(Natural-language object grounding data)
^^^^

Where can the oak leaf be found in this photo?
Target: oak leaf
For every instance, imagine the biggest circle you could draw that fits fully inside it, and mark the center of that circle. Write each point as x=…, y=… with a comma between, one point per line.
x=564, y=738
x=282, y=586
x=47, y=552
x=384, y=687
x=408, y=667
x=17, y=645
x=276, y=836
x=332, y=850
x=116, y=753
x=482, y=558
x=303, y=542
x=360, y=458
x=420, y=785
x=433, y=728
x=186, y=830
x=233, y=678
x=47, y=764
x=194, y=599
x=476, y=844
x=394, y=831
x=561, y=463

^^^^

An exact copy of every line from the one containing "For every instance, imagine" through the last line of the entries is required; please add nothing.

For every instance, imagine the biggest circle you could draw that fits fully inside it, and mark the center of that circle. Write each point as x=…, y=… with a comma between, one point per line.
x=564, y=738
x=282, y=586
x=47, y=552
x=384, y=687
x=408, y=667
x=17, y=645
x=276, y=836
x=332, y=850
x=116, y=753
x=482, y=558
x=303, y=542
x=360, y=458
x=420, y=785
x=433, y=728
x=186, y=830
x=233, y=678
x=47, y=764
x=194, y=599
x=476, y=844
x=394, y=831
x=561, y=463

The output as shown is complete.